**Текст для чтения**
Право первородства (право старшего сына на наследование имущества)

   Давайте перенесемся из времен, память о которых сохранилась в истории, в те далекие времена, в течение которых создавались домашние институты и велась подготовка к созданию общественных институтов. От той эпохи не осталось, да и не могло остаться никаких письменных свидетельств, но законы, управлявшие в то время людьми, в какой-то степени наложили отпечаток на законодательство последующих периодов.
   В те далекие времена мы находим институт, который, похоже, существовал длительное время, который оказал значительное влияние на дальнейший строй общества и без которого не представлялось бы возможным объяснить этот строй общества. Этот институт – право первородства.
   Древняя религия установила различие между старшим и младшим сыновьями. «Старший, – говорили древние арийцы, – рожден для выполнения долга перед предками; остальные – плоды любви». После смерти отца в силу превосходства по рождению старший сын руководил всеми церемониями домашнего культа; он совершал поминальные подношения и читал молитвы, поскольку «право произносить молитвы принадлежит тому из сыновей, который вышел в этот мир первым». Старший сын был наследником гимнов, продолжателем культа, религиозным главой семьи. Из этого верования вытекало правило, что старший сын является единоличным наследником собственности. Древний текст, который последний редактор «Законов Ману» включил в свод законов, гласит: «Старший сын вступает во владение всем отцовским наследством, и остальные братья живут под его властью, как жили под властью отца. Старший сын выполняет долг по отношению к предкам, поэтому и должен иметь все».
   Греческий закон исходил из тех же верований, что индусский, поэтому неудивительно, что в нем мы тоже находим право первородства. В Спарте эти правила сохранялись дольше, чем в греческих городах, поскольку спартанцы дольше сохраняли веру в древние институты; земельные участки были неделимы, и младший сын не имел в них своей доли. То же самое было во многих древних законах, которые изучал Аристотель. Он сообщает нам, что в Фивах закон предписывал, чтобы число земельных участков оставалось неизменным, что, естественно, исключает возможность их раздела между братьями. В свою очередь, древний закон Коринфа предписывал необходимость сохранения неизменного количества семей; закон являлся возможным только при условии права старшинства, препятствующего разделу семей при появлении каждого нового поколения.

**Задание 1**
Перепишите без изменений строки исходных данных, начиная со строки с «pavement and report bounding boxes around every occurrence.» и заканчивая последней строкой включительно.
**Задание 2**
Напишите продолжение текста о праве первородства, начиная сразу после его последнего предложения.
Текст о праве первородства и строки исходных данных не связаны между собой.

**Исходные данные**
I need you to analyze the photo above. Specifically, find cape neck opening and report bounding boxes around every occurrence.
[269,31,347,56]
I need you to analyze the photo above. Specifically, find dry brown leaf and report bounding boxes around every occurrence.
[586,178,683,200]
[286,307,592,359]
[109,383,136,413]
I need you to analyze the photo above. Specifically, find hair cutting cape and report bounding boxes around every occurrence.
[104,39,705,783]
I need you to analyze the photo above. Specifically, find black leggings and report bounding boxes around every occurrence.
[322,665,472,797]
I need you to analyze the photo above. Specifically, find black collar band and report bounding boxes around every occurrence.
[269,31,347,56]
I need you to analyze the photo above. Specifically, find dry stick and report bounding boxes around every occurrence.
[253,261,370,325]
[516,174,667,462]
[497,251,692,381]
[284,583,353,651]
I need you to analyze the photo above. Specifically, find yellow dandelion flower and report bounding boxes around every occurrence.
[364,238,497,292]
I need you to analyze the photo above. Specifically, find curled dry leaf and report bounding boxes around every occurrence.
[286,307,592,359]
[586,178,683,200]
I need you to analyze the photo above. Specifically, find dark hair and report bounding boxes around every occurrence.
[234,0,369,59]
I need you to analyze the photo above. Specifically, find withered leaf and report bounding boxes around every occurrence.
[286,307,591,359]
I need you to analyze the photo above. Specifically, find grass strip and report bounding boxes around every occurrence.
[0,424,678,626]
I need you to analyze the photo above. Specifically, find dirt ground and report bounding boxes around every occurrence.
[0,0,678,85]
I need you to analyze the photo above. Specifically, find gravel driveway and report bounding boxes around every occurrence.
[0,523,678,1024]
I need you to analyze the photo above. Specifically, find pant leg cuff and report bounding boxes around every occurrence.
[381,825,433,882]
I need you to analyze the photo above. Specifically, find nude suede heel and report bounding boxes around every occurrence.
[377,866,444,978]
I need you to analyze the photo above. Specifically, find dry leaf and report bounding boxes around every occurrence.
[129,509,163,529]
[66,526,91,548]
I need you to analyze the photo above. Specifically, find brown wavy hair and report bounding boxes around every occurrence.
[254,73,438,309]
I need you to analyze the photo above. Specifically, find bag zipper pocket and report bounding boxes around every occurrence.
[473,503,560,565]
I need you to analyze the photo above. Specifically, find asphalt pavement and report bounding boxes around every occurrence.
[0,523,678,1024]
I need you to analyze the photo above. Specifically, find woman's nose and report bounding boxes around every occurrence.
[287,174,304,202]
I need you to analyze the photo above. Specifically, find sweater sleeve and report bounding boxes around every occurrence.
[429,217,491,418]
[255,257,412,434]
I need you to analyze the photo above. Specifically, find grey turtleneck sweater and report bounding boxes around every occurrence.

**Результат выполнения 1**
I need you to analyze the photo above. Specifically, find asphalt pavement and report bounding boxes around every occurrence.
[0,523,678,1024]
I need you to analyze the photo above. Specifically, find woman's nose and report bounding boxes around every occurrence.
[287,174,304,202]
I need you to analyze the photo above. Specifically, find sweater sleeve and report bounding boxes around every occurrence.
[429,217,491,418]
[255,257,412,434]
I need you to analyze the photo above. Specifically, find grey turtleneck sweater and report bounding boxes around every occurrence.

**Результат выполнения 2**
   Не следует думать, что в Афинах во времена Демосфена этот институт имел такое же значение, как в древности, однако в тот период все еще сохранялось то, что называется привилегией старшинства. Привилегия состояла в том, что старшему сыну отходил отцовский дом – преимущество значительное в материальном плане, но еще более значительное с религиозной точки зрения, поскольку в отцовском доме находился древний семейный очаг.
   В то время как младшие сыновья во времена Демосфена покидали отчий дом, чтобы зажечь свой новый очаг, старший сын – единственный настоящий наследник – оставался владеть очагом и могилой предков. Он один сохранял фамильное имя.
   Можно заметить, что хотя древние люди, находившиеся всецело во власти религии, не задумывались о несправедливости закона первородства, тем не менее в этот закон были внесены некоторые коррективы. Иногда младший сын усыновлялся другой семьей и становился в ней наследником; иногда он женился на единственной дочери; иногда в итоге получал участок земли, оставшийся после угасшего рода. В противном случае младших сыновей отправляли в колонии.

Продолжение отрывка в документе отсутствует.